_AIM OF THE TASK_. Print only the line with "Would you be able to mark the tiled" and the lines after it, ending with the last line of the material, each exactly as it stands.

_MATERIAL SHOWN_.
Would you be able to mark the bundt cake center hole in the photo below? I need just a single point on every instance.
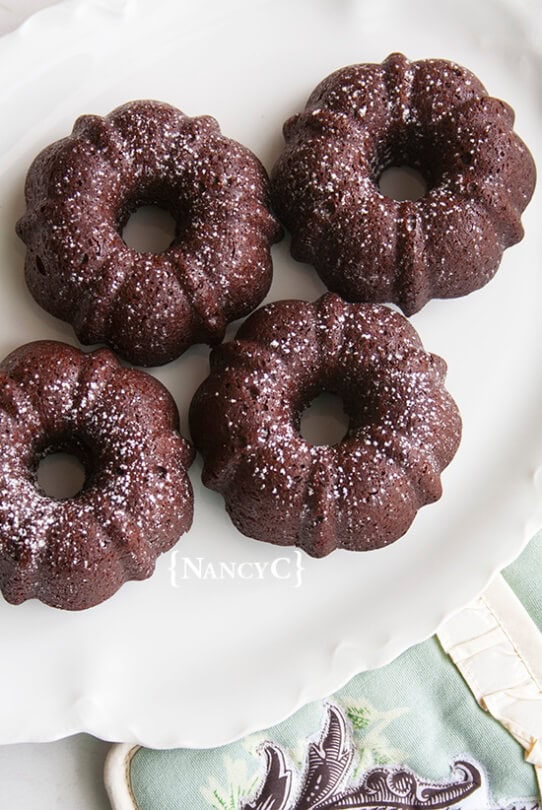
(61, 475)
(150, 229)
(402, 183)
(324, 420)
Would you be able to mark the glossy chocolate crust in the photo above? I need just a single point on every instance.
(359, 494)
(137, 499)
(434, 116)
(81, 191)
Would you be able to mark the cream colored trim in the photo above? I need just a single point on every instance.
(498, 649)
(117, 776)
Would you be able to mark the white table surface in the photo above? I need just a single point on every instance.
(67, 773)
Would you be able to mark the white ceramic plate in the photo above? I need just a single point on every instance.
(206, 662)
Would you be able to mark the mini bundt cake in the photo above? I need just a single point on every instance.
(137, 499)
(359, 494)
(81, 191)
(431, 115)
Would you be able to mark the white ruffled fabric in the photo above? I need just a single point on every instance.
(498, 649)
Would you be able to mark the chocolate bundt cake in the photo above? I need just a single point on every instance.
(431, 115)
(359, 494)
(137, 498)
(81, 191)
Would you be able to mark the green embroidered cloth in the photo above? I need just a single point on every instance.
(410, 720)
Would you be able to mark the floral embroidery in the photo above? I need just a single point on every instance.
(328, 784)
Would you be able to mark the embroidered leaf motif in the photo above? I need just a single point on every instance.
(398, 788)
(275, 791)
(328, 762)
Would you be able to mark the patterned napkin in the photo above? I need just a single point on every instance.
(409, 735)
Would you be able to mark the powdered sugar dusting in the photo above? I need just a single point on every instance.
(361, 493)
(149, 307)
(434, 116)
(136, 500)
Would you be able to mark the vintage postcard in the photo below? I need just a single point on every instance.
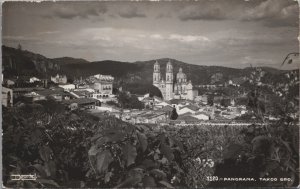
(150, 94)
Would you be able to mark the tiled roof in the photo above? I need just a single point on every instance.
(187, 118)
(48, 92)
(191, 107)
(81, 101)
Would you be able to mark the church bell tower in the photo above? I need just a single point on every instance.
(169, 81)
(156, 74)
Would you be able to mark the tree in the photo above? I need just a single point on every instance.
(129, 101)
(19, 47)
(174, 114)
(210, 100)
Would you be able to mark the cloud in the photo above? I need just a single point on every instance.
(198, 13)
(73, 10)
(188, 38)
(131, 12)
(274, 13)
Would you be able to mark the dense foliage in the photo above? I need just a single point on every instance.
(128, 101)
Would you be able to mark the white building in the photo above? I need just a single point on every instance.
(180, 89)
(33, 79)
(61, 79)
(7, 97)
(67, 87)
(103, 84)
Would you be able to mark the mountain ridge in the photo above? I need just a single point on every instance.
(129, 74)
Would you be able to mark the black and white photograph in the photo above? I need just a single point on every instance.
(150, 94)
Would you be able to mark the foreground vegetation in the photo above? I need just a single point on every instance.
(76, 149)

_RESULT OF THE TASK_.
Would you be able to mark the tiled roof in the photo above? I need just a single point on every instance.
(187, 118)
(48, 92)
(191, 107)
(81, 101)
Would you be able to mark the church bell tower in the photo above? I need just a single point on every instance.
(169, 81)
(156, 74)
Would you be able to mark the tree in the photo above? I need just a single point on every instance.
(129, 101)
(19, 47)
(174, 114)
(210, 100)
Would you be able to mark the cloud in the photo above? I need just a single point on every instance.
(198, 13)
(73, 10)
(188, 38)
(131, 12)
(274, 13)
Would you be able to mark the dense foliage in the photo above? I need just a single point on every instance.
(128, 101)
Would you be able to mark the white building in the photo above? I need just a single point on every instance.
(180, 89)
(33, 79)
(61, 79)
(7, 97)
(67, 87)
(103, 84)
Would you be able to mark the mountain ridge in the photo above? I need just a single point on every instance.
(129, 74)
Would you be able to mark the black and white photograph in the photo above? I need just a single point on every instance.
(150, 94)
Would you be able to mark the foreground vegetation in the photo above? I need just a single point on every instance.
(76, 149)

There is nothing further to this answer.